● **Stated task**
Copy the records from the line containing "Pretty please, detect the black batting" up to and including the line containing "[624,299,692,368]". Keep the requests unchanged, but offset every coordinate in the answers by adding 83.

(Data records)
□ □ □ □
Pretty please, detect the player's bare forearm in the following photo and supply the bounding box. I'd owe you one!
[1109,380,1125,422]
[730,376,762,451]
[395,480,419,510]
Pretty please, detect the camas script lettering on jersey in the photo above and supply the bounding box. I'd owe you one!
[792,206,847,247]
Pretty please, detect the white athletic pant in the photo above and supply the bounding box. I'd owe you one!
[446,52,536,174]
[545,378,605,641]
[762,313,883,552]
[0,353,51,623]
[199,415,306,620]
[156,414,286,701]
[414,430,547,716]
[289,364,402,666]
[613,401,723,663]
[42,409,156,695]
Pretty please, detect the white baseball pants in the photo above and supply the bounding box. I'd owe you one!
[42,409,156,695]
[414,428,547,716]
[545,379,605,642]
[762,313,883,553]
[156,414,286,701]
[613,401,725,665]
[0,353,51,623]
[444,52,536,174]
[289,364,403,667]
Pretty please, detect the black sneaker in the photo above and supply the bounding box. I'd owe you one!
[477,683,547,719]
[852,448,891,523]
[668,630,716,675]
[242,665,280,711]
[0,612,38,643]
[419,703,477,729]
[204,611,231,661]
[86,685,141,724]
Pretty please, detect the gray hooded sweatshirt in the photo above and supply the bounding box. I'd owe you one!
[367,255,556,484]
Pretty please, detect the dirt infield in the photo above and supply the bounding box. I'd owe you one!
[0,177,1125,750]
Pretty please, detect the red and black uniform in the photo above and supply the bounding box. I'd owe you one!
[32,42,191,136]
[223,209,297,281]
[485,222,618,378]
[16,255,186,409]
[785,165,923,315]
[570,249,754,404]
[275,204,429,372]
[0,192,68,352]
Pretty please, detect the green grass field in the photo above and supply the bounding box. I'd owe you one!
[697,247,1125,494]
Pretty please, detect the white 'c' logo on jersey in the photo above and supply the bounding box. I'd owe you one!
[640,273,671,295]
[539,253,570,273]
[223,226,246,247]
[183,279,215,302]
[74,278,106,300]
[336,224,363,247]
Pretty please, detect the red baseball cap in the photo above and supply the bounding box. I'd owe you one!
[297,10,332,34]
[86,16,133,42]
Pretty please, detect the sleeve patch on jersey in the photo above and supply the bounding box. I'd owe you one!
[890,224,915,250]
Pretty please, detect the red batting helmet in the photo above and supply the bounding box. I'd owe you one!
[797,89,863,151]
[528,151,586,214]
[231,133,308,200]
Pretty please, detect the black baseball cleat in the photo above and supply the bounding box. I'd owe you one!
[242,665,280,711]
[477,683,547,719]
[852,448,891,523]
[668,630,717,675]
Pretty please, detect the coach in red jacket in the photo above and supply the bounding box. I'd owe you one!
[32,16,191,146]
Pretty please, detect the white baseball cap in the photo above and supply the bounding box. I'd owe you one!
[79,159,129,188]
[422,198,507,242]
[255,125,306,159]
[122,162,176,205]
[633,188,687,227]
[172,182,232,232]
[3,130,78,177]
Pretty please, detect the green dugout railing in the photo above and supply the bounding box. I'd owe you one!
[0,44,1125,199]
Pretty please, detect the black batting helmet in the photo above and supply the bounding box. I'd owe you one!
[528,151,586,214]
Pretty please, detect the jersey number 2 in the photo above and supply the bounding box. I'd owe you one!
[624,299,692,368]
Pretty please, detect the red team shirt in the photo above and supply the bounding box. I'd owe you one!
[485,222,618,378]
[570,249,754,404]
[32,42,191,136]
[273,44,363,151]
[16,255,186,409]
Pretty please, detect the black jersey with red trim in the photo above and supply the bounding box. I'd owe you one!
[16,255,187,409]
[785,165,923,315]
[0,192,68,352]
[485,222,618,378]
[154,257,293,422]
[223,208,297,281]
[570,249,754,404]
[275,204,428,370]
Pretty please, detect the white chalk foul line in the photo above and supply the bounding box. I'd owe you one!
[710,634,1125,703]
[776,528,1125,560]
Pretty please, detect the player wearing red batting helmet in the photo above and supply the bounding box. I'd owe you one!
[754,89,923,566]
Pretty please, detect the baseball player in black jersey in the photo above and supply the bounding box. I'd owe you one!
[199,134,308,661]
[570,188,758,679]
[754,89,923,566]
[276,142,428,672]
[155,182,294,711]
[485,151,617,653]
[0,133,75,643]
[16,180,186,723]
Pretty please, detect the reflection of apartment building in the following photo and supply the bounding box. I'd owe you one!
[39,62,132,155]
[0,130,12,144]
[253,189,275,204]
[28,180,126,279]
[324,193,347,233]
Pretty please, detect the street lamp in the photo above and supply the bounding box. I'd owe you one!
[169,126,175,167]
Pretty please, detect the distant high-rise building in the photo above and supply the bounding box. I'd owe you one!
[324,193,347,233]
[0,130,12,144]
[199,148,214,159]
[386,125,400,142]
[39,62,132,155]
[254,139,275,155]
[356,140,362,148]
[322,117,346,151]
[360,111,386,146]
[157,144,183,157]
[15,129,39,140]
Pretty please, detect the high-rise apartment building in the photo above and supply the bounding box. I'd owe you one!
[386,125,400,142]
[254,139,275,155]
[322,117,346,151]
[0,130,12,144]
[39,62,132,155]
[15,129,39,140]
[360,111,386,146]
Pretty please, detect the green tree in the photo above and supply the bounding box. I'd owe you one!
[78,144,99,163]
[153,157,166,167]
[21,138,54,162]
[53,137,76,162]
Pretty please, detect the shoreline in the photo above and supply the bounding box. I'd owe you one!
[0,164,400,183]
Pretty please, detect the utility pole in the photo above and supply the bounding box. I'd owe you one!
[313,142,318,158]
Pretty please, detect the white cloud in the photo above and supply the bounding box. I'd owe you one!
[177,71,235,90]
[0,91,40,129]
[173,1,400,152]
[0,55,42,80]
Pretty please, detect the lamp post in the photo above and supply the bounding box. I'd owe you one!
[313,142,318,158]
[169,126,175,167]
□ □ □ □
● **Exercise response**
Pretty please, detect the black batting helmet in the photo above and supply the bounding box. I'd owe you one!
[611,234,669,297]
Pretty please, detect the jersey number 2 in the photo above and supply the bounding box. I'd owe you one!
[707,382,775,451]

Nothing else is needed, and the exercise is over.